Trump’s eccentricities were on display when he moved into the White House
Wolff writes: “In the first days, he ordered two television screens in addition to the one already there, and a lock on the door, precipitating a brief standoff with the Secret Service, who insisted they have access to the room. He reprimanded the housekeeping staff for picking up his shirt from the floor: “If my shirt is on the floor, it’s because I want it on the floor.” Then he imposed a set of new rules: Nobody touch anything, especially not his toothbrush.
And Trump’s love of fast food has an unusual origin, according to Wolff: “He had a longtime fear of being poisoned, one reason why he liked to eat at McDonald’s — nobody knew he was coming and the food was safely premade.”
Donald Trump didn’t even want to be president
In the excerpt published by New York magazine, Wolff wrote that even on Election Day, “almost everyone” in the Trump campaign was convinced he would not win.
Wolff writes: “Even though the numbers in a few key states had appeared to be changing to Trump’s advantage, neither Conway nor Trump himself nor his son-in-law, Jared Kushner — the effective head of the campaign — wavered in their certainty: Their unexpected adventure would soon be over. Not only would Trump not be president, almost everyone in the campaign agreed, he should probably not be. Conveniently, the former conviction meant nobody had to deal with the latter issue.”
“Once he lost, Trump would be both insanely famous and a martyr to Crooked Hillary,” Wolff continues. “His daughter Ivanka and son-in-law Jared would be international celebrities. Steve Bannon would become the de facto head of the tea-party movement. Kellyanne Conway would be a cable-news star. Melania Trump, who had been assured by her husband that he wouldn’t become president, could return to inconspicuously lunching. Losing would work out for everybody. Losing was winning.

Recorded information.
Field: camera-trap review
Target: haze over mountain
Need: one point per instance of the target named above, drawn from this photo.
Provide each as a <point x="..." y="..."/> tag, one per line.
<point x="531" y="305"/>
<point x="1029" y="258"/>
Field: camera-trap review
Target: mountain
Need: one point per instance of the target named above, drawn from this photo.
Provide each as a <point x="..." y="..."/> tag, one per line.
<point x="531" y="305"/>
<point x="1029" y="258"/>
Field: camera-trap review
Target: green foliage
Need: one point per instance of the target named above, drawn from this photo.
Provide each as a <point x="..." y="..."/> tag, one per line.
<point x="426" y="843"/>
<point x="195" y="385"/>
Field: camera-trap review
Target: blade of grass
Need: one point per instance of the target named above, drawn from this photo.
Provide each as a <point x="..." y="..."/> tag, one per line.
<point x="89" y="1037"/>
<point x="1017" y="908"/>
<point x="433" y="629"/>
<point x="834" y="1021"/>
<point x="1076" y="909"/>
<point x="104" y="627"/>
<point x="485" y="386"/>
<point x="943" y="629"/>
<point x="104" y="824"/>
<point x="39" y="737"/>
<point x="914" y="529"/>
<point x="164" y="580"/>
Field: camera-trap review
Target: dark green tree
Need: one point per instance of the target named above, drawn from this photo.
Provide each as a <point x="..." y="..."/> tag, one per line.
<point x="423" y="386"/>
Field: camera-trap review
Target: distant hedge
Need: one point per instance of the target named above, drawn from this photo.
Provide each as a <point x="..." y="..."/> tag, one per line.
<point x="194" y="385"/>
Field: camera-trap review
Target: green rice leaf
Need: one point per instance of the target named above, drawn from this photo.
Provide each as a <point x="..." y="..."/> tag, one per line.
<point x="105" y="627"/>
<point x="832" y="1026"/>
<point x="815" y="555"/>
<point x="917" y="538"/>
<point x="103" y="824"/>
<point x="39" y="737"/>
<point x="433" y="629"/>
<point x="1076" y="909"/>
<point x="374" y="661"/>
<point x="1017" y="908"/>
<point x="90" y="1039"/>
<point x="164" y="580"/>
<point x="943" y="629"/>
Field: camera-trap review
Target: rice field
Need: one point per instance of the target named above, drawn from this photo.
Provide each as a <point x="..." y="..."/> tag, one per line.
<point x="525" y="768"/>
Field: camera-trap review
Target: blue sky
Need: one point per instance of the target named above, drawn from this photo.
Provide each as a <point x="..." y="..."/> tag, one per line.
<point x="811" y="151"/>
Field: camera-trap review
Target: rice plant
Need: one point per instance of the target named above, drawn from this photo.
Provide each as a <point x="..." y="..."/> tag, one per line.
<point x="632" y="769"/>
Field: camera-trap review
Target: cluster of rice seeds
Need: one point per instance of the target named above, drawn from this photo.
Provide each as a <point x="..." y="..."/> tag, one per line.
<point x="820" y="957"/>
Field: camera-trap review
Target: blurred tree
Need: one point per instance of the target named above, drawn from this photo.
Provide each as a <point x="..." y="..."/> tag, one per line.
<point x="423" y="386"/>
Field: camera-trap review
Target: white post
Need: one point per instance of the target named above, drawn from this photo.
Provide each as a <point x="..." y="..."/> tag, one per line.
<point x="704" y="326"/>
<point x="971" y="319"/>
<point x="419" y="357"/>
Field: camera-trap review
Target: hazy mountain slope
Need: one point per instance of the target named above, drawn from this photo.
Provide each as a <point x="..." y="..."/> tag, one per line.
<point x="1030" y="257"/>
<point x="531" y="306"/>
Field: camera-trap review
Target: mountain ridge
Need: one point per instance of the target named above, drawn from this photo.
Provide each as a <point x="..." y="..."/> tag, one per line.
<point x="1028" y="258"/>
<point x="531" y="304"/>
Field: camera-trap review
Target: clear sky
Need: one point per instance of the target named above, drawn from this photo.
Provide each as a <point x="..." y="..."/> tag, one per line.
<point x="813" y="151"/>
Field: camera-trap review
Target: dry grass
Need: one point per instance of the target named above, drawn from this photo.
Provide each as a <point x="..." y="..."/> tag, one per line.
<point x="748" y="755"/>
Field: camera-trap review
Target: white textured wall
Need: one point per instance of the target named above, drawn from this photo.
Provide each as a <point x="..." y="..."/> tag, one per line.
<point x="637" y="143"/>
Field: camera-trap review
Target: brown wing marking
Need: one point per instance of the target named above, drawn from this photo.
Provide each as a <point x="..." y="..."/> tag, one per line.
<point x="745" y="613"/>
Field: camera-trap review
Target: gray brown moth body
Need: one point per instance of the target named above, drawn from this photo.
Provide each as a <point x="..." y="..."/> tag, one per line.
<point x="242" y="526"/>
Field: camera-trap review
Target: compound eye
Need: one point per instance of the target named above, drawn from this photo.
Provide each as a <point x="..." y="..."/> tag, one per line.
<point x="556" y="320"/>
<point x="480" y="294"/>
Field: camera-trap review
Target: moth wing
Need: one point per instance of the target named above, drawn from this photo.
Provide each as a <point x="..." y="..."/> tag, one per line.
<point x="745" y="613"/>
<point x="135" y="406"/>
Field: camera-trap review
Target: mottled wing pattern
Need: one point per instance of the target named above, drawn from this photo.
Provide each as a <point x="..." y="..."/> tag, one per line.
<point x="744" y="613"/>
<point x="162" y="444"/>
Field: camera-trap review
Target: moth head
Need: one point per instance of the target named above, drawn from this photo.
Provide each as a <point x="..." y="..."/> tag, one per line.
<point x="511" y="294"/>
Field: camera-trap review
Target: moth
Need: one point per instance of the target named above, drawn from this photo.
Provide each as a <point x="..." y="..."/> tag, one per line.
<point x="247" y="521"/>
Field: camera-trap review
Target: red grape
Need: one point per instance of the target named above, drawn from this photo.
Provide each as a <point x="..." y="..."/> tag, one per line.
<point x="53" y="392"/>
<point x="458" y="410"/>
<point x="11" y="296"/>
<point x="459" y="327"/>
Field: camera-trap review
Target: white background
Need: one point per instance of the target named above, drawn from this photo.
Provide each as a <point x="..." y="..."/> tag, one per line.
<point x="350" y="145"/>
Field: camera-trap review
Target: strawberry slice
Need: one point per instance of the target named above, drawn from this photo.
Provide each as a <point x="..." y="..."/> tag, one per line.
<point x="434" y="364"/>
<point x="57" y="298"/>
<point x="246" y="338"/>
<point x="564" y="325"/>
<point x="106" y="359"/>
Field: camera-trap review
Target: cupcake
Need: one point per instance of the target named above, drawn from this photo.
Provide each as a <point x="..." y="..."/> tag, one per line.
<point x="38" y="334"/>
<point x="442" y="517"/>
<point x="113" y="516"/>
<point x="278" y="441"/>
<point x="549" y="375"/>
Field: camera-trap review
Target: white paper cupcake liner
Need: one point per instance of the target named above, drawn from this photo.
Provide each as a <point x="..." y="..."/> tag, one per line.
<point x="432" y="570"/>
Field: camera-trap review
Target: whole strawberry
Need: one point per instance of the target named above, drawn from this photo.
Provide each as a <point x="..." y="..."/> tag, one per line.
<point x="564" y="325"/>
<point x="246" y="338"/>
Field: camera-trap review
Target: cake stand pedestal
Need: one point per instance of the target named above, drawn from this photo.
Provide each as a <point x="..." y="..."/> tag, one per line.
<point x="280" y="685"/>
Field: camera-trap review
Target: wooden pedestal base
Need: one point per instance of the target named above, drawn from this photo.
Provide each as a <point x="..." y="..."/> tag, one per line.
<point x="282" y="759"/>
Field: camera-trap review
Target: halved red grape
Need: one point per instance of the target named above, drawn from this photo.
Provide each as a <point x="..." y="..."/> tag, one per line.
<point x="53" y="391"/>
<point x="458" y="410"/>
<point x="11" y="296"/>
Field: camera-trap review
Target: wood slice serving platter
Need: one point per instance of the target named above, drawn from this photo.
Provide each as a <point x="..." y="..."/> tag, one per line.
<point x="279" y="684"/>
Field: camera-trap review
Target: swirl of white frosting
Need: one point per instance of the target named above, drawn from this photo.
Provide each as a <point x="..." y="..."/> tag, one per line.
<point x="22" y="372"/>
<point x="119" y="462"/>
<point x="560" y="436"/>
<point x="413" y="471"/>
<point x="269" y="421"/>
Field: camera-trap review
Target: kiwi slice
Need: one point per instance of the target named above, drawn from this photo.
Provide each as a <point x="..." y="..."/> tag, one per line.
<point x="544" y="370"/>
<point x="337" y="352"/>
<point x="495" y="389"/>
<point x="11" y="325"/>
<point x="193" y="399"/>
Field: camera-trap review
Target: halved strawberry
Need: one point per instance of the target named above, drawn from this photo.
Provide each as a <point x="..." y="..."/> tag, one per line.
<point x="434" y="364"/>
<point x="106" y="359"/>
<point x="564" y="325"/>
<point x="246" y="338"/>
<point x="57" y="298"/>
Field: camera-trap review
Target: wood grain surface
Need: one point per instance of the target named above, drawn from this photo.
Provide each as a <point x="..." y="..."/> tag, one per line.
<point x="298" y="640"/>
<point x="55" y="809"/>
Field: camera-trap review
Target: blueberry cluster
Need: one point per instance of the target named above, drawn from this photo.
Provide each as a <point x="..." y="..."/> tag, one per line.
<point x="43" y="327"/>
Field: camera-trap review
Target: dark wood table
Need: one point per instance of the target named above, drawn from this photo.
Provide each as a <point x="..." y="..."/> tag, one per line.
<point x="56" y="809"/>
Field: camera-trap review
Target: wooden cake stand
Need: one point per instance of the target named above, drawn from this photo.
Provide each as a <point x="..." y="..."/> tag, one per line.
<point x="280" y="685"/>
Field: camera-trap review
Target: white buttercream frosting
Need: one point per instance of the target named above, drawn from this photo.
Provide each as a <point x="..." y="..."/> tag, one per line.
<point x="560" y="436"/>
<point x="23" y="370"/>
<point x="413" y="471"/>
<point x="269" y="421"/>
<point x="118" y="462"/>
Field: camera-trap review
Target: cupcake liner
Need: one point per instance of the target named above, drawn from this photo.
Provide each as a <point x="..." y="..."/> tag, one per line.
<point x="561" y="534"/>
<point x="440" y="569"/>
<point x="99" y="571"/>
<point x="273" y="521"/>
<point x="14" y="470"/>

Given task.
Answer these questions from the Wolff excerpt:
(a) How many television screens did Trump order in addition to the one already in the room?
(b) What longtime fear does Wolff give as one reason Trump liked to eat at McDonald's?
(c) What would Kellyanne Conway become if Trump lost, according to Wolff?
The entries are separate from the Wolff excerpt and have nothing to do with it.

Task solution.
(a) Two.
(b) A fear of being poisoned.
(c) A cable-news star.